■ Task to carry out
Switch every "draw the outline" in the rows below to "trace the contour", and reproduce all the lines with nothing else changed.
━━━━━━━━━━━━━━━━━━━━━━━━━━━━━━
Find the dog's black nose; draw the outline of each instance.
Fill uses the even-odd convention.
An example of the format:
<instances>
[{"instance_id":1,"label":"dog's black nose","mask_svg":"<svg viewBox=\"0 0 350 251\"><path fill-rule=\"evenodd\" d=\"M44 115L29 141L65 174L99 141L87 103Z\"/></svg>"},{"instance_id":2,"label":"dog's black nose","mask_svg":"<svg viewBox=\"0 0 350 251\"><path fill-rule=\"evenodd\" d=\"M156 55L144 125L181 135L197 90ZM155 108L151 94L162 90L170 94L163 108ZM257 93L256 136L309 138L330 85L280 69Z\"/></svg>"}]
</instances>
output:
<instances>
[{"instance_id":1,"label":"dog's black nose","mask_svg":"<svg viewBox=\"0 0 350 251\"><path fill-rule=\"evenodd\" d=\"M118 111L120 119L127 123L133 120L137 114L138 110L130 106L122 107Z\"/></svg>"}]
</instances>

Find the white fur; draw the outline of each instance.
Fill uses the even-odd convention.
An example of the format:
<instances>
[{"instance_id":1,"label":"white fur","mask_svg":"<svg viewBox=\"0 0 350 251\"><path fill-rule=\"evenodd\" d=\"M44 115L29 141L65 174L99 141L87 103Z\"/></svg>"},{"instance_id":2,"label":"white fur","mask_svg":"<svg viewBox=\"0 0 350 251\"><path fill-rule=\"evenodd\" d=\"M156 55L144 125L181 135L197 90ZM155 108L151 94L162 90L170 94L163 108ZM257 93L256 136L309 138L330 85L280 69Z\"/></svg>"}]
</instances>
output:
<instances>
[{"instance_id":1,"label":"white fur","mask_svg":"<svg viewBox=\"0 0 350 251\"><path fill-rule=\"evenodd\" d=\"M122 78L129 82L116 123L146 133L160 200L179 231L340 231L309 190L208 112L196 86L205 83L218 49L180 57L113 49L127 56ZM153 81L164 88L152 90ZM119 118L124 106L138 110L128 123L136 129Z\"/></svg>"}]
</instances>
━━━━━━━━━━━━━━━━━━━━━━━━━━━━━━
■ Reply to the task
Find the dog's black nose; trace the contour of each instance.
Fill uses the even-odd convention.
An example of the format:
<instances>
[{"instance_id":1,"label":"dog's black nose","mask_svg":"<svg viewBox=\"0 0 350 251\"><path fill-rule=\"evenodd\" d=\"M44 115L29 141L65 174L99 141L87 103Z\"/></svg>"},{"instance_id":2,"label":"dog's black nose","mask_svg":"<svg viewBox=\"0 0 350 251\"><path fill-rule=\"evenodd\" d=\"M156 55L144 125L181 135L197 90ZM155 108L151 94L162 90L170 94L163 108ZM257 93L256 136L309 138L330 85L280 69Z\"/></svg>"}]
</instances>
output:
<instances>
[{"instance_id":1,"label":"dog's black nose","mask_svg":"<svg viewBox=\"0 0 350 251\"><path fill-rule=\"evenodd\" d=\"M118 111L120 119L127 123L133 120L137 114L138 110L130 106L122 107Z\"/></svg>"}]
</instances>

Find the white fur; trace the contour of each instance.
Fill uses the even-odd convention.
An example of the format:
<instances>
[{"instance_id":1,"label":"white fur","mask_svg":"<svg viewBox=\"0 0 350 251\"><path fill-rule=\"evenodd\" d=\"M44 115L29 141L65 174L99 141L87 103Z\"/></svg>"},{"instance_id":2,"label":"white fur","mask_svg":"<svg viewBox=\"0 0 350 251\"><path fill-rule=\"evenodd\" d=\"M156 55L144 125L181 135L197 90ZM155 108L151 94L162 90L170 94L163 108ZM257 93L256 136L309 138L330 85L280 69Z\"/></svg>"}]
</instances>
output:
<instances>
[{"instance_id":1,"label":"white fur","mask_svg":"<svg viewBox=\"0 0 350 251\"><path fill-rule=\"evenodd\" d=\"M122 78L129 82L116 123L146 133L160 200L179 231L340 231L309 190L208 112L196 86L205 83L218 49L180 57L113 49L127 56ZM153 81L164 88L152 90ZM119 118L124 106L138 110L128 123L136 129Z\"/></svg>"}]
</instances>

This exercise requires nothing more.